* _Extrait du document_
*****
C'est tout à fait normal. S’il y a seulement qu'un régulateur à Toronto,
l’ensemble de l’industrie financière va avoir tendance à se concentrer là. Et là
il y avait quand même une… il y a un important secteur financier à Montréal,
mais il faut voir que ça va avoir un impact important pour l’Ontario et qui va
pouvoir attirer des joueurs du secteur financier vers Toronto, et c'est…
Moi, je veux juste
finir là-dessus, c'est important d’avoir des institutions financières
québécoises qui comprennent bien le marché québécois pour que, quand on finance
un projet aux Îles-de-la-Madeleine, les personnes qui prennent les décisions
connaissent bien le marché aux Îles-de-la-Madeleine. Et d’avoir quelqu’un qui
est à distance, ce n'est pas favorable. Alors, moi, ce que je vous dis, c'est
que d’avoir un régulateur sur son territoire, c'est important. Pour nous, c'est
important d’en avoir un au Québec.
Maintenant, je reviens… je veux juste
revenir à…
M. Laforest (Alain)
: Autrement
dit, ce que vous nous dites…
M. Marceau
: Laissez-moi
revenir à la question, parce que vous m’avez demandé s’il y avait des alliés,
puis je vais vous le dire très simplement. Ce matin, je me suis entretenu avec
le ministre des Finances de l’Alberta, et lui, comme moi, n’avons pas changé
d’idée sur la question. Alors, lui, il m’a… ce qu'il m’a exprimé, c'est que
l’opinion de l’Alberta, qui, vous le savez, dans le dossier, avait elle-même fait…
saisi une cour albertaine de la volonté fédérale, donc l’Alberta n'a pas changé
d’idée. C'est ce que m’a dit le ministre des Finances de l’Alberta ce matin.
*****
* _Exercices_
A - Recopiez l'extrait depuis « C'est tout à » jusqu'à « un au Québec. » inclus.
B - Reproduisez telles quelles les lignes des entrées, depuis la ligne contenant « what_to_find = every instance of orange mottled » jusqu'à la ligne contenant « [114,87,128,104] » incluse, et uniquement celles-là.
Les entrées n'ont aucun rapport avec l'extrait.
*****
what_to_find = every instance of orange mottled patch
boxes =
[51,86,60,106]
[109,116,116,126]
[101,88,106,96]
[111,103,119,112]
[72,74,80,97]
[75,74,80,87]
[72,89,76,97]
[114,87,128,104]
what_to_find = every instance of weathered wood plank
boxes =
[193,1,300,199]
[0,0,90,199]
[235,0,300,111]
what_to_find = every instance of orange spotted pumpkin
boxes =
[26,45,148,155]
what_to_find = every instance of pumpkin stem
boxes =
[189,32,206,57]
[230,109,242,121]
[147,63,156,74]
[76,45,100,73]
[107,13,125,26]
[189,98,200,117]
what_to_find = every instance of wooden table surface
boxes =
*****
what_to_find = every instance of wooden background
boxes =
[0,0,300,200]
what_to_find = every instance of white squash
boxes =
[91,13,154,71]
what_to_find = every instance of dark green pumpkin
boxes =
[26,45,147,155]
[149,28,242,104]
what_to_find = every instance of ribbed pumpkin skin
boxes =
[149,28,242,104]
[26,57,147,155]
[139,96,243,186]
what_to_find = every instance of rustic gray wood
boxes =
*****
* _Réponses par exercice_
A -
C'est tout à fait normal. S’il y a seulement qu'un régulateur à Toronto,
l’ensemble de l’industrie financière va avoir tendance à se concentrer là. Et là
il y avait quand même une… il y a un important secteur financier à Montréal,
mais il faut voir que ça va avoir un impact important pour l’Ontario et qui va
pouvoir attirer des joueurs du secteur financier vers Toronto, et c'est…
Moi, je veux juste
finir là-dessus, c'est important d’avoir des institutions financières
québécoises qui comprennent bien le marché québécois pour que, quand on finance
un projet aux Îles-de-la-Madeleine, les personnes qui prennent les décisions
connaissent bien le marché aux Îles-de-la-Madeleine. Et d’avoir quelqu’un qui
est à distance, ce n'est pas favorable. Alors, moi, ce que je vous dis, c'est
que d’avoir un régulateur sur son territoire, c'est important. Pour nous, c'est
important d’en avoir un au Québec.

B -
what_to_find = every instance of orange mottled patch
boxes =
[51,86,60,106]
[109,116,116,126]
[101,88,106,96]
[111,103,119,112]
[72,74,80,97]
[75,74,80,87]
[72,89,76,97]
[114,87,128,104]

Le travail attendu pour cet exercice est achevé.